**Problem to work on:** Exact copy required. Repeat the records, but keep the pictures out.
══ Data to process ══
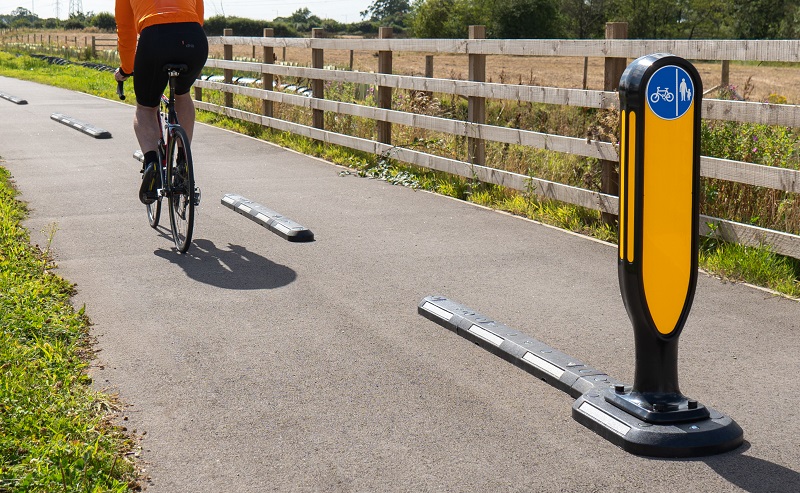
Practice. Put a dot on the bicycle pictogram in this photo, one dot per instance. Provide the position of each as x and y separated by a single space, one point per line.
660 94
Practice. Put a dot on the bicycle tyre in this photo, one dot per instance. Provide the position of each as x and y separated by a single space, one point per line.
181 194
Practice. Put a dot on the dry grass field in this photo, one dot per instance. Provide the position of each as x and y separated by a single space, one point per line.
567 72
564 72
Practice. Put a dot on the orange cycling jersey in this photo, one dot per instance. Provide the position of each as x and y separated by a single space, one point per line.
134 15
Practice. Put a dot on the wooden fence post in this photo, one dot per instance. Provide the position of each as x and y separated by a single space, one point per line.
318 85
476 147
429 72
227 54
725 78
268 57
609 179
385 93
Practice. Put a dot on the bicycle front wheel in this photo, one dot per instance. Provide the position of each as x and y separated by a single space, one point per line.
180 177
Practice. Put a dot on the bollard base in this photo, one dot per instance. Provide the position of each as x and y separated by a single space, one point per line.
711 435
678 427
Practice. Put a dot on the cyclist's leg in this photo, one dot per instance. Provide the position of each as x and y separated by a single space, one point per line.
184 106
149 82
145 125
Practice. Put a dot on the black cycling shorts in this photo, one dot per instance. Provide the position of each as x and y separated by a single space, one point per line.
159 45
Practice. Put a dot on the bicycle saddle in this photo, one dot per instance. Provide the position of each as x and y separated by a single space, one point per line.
178 67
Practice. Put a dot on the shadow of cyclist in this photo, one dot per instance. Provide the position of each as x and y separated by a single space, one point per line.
233 268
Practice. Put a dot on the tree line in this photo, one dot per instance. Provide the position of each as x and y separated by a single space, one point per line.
586 19
506 19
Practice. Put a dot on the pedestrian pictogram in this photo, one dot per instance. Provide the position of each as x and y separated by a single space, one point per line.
670 92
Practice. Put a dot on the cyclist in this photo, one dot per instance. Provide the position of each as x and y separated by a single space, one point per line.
170 31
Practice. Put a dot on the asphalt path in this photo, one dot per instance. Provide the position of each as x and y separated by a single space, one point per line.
254 364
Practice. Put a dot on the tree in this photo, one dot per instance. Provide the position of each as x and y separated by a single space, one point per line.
382 9
764 19
585 19
104 21
526 19
447 18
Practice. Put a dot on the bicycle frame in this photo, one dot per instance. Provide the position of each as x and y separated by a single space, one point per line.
167 132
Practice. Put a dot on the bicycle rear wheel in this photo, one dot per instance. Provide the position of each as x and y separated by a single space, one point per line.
180 179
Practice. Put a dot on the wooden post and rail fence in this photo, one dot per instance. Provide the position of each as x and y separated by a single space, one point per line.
615 50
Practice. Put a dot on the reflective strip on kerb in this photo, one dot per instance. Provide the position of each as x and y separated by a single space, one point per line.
543 365
439 312
608 420
486 335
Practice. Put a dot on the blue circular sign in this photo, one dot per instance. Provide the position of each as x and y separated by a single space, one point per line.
670 92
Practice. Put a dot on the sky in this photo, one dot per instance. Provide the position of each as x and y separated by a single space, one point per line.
341 10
═══
**Expected output:**
Practice. Put a dot on the bicycle pictogram in this photo, one dot per instance. Provide the position of each as x and y separated by a single space, one point per line.
660 94
Practice. Put a dot on the bicycle tyre in this photo, one dot per instance. Provide the position of each as x and y separated by a single space, one point per line.
181 194
Practice. Put a dot on the dry grass field in this photo, one dot per instance. Provide the position of each as x and y separated by a single space, one point per line.
567 72
564 72
Practice. Put a dot on the orange cycling jersey in this photo, one dot per instance. Provide the position of each as x and y separated by a single space, one point per line.
134 15
Practice. Put a dot on the wooden fence post in this photo, one dot per instance. Provide the position of each as x and y separated by a single space, one point per line.
318 85
476 147
429 72
227 54
725 78
268 57
609 179
385 93
Practice. Put a dot on the bicycle front wheel in this photo, one dot per instance. Provide the position of each as x and y separated by a single space, one point per line.
180 177
Practice. Put a dot on the bollard base in this photo, one dot per instance. Provide the position of each as x and y separated by a single space, one point per line.
711 435
678 427
Practice. Put a dot on the cyclist's leg in this photo, one dot per instance. Provide the position of each as x and y separated by a single space, one point per line.
184 106
149 82
145 125
Practice. Put a dot on the black cycling shorts in this photo, one dot per instance. Provide the position of each as x and y separated by a single space, one point per line.
159 45
Practice. Put a dot on the bicycle saddle in this photo, one dot per instance. Provide the position of each as x and y separated by a single space, one point per line.
178 67
Practice. Put a dot on the shadow of cyclist in this photo, one dot per instance. Provide the position of each as x and y separated by a single space, one point per line.
233 268
Practice. Put a dot on the tree line in this photo, one dot per instance. Provide the position of each as x and y separated by a single space, one point per line.
586 19
506 19
Practice. Put a dot on the pedestrian pictogram in this photo, one dot per instance. Provide the position of each as x and y separated by a single space, one point per line.
670 92
Practice. Put a dot on the cyclist in this photo, one dot per instance. Provide the position of each as x and y separated by a single space, one point per line.
170 31
Practice. Put a dot on the asphalt path in this photo, one dot per instance. Provide the position of each as x and y separated by a single space, one point per line.
254 364
Practice. Put a dot on the tree in this photo, one dot per instance. Provide the position of each as x and y separated by a single space, one point per line.
382 9
764 19
585 19
104 21
526 19
447 18
Practice. Put a dot on the bicycle frame in this photo, one dot per instance. Provide the position of each as x and y separated by a single space, one point per line.
167 132
Practice. Put a dot on the bicycle rear wheel in this photo, one dot per instance. Provide the position of each as x and y separated by a single space, one point per line.
180 179
Practice. Put a dot on the wooden post and rail fence in this photo, one dot per instance. Provide the position of each as x and y separated by a single space, one point per line.
615 50
Practice. Put a dot on the reflective strip on kerb in this photo, one dot per instance. Provide the position of each as x and y separated by a single space, one point per line.
543 365
439 312
608 420
486 335
Practice. Put a dot on the blue circular sign in this photo, one dot per instance. Provide the position of each as x and y separated by a single space, one point per line.
670 92
Practice. Put a dot on the sky in this photo, one dot per instance. Provide the position of each as x and y separated by a single space, one point per line.
341 10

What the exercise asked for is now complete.